* **Stored data entries**
────────────────────

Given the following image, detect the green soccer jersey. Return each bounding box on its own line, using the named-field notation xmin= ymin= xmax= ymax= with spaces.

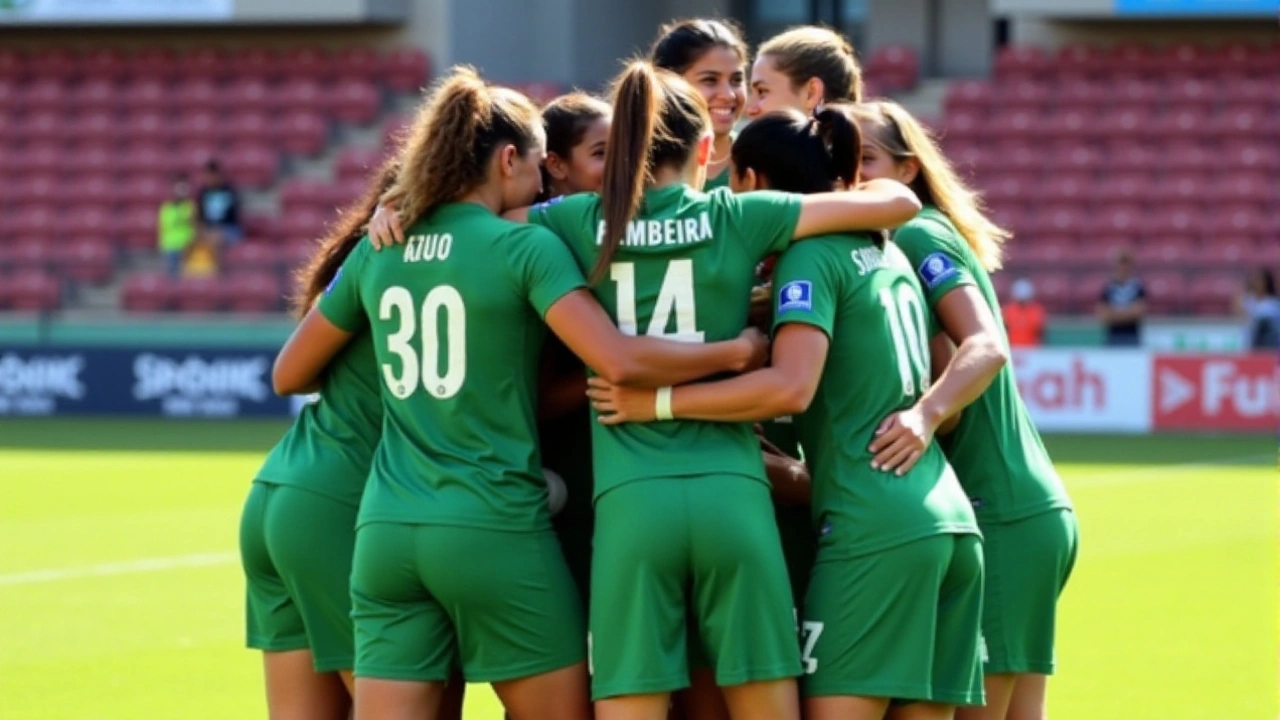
xmin=703 ymin=167 xmax=732 ymax=192
xmin=255 ymin=330 xmax=381 ymax=507
xmin=319 ymin=202 xmax=586 ymax=531
xmin=529 ymin=185 xmax=802 ymax=499
xmin=894 ymin=206 xmax=1072 ymax=523
xmin=772 ymin=234 xmax=979 ymax=559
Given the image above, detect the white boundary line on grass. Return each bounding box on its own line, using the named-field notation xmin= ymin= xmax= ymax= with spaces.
xmin=0 ymin=551 xmax=238 ymax=587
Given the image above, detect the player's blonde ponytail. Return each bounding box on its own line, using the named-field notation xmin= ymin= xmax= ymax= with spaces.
xmin=852 ymin=101 xmax=1009 ymax=271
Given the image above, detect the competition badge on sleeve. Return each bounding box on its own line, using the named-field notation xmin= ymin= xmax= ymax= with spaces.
xmin=778 ymin=280 xmax=813 ymax=313
xmin=918 ymin=252 xmax=958 ymax=290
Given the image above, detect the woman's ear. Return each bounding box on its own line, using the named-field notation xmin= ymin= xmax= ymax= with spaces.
xmin=805 ymin=77 xmax=825 ymax=112
xmin=696 ymin=132 xmax=714 ymax=167
xmin=544 ymin=152 xmax=570 ymax=181
xmin=498 ymin=144 xmax=519 ymax=178
xmin=899 ymin=157 xmax=922 ymax=185
xmin=736 ymin=167 xmax=762 ymax=192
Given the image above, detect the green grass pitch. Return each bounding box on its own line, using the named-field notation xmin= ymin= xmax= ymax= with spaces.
xmin=0 ymin=419 xmax=1275 ymax=720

────────────────────

* **TASK TO COMPLETE**
Repeat all of the entries above word for word and omit the pictures.

* **RESULT OF THIS TASK**
Given the following image, detect the green soccer jersey. Return each bounding box on its own line, using the named-field notation xmin= ymin= xmax= ymax= with spaces.

xmin=703 ymin=167 xmax=732 ymax=192
xmin=255 ymin=330 xmax=381 ymax=507
xmin=319 ymin=202 xmax=586 ymax=531
xmin=529 ymin=185 xmax=802 ymax=499
xmin=894 ymin=206 xmax=1072 ymax=523
xmin=772 ymin=234 xmax=979 ymax=559
Given the image above, detect the white boundary line on grass. Return each bounding box on its own line, using the named-field notation xmin= ymin= xmax= ymax= with spaces.
xmin=0 ymin=551 xmax=238 ymax=587
Given the image above, detect the player's blonde ponytail. Return each bounding box on its own line, using the named-field notation xmin= ymin= xmax= ymax= with spaces.
xmin=852 ymin=101 xmax=1009 ymax=271
Given the image above, detect the competition badge on sleeve. Return each bounding box on its own line, using the named-field notation xmin= ymin= xmax= ymax= with spaces.
xmin=778 ymin=280 xmax=813 ymax=313
xmin=918 ymin=252 xmax=958 ymax=290
Given the image above, detect the woman's ear. Return each bounding box on its own line, using the named-field notation xmin= ymin= xmax= ymax= with spaces.
xmin=805 ymin=77 xmax=825 ymax=112
xmin=696 ymin=132 xmax=714 ymax=167
xmin=544 ymin=152 xmax=570 ymax=181
xmin=498 ymin=144 xmax=519 ymax=178
xmin=899 ymin=157 xmax=922 ymax=185
xmin=736 ymin=167 xmax=762 ymax=192
Given the image above, detect the green grass pitch. Return each bounding box on its own line, using the named-field notation xmin= ymin= xmax= ymax= with spaces.
xmin=0 ymin=419 xmax=1275 ymax=720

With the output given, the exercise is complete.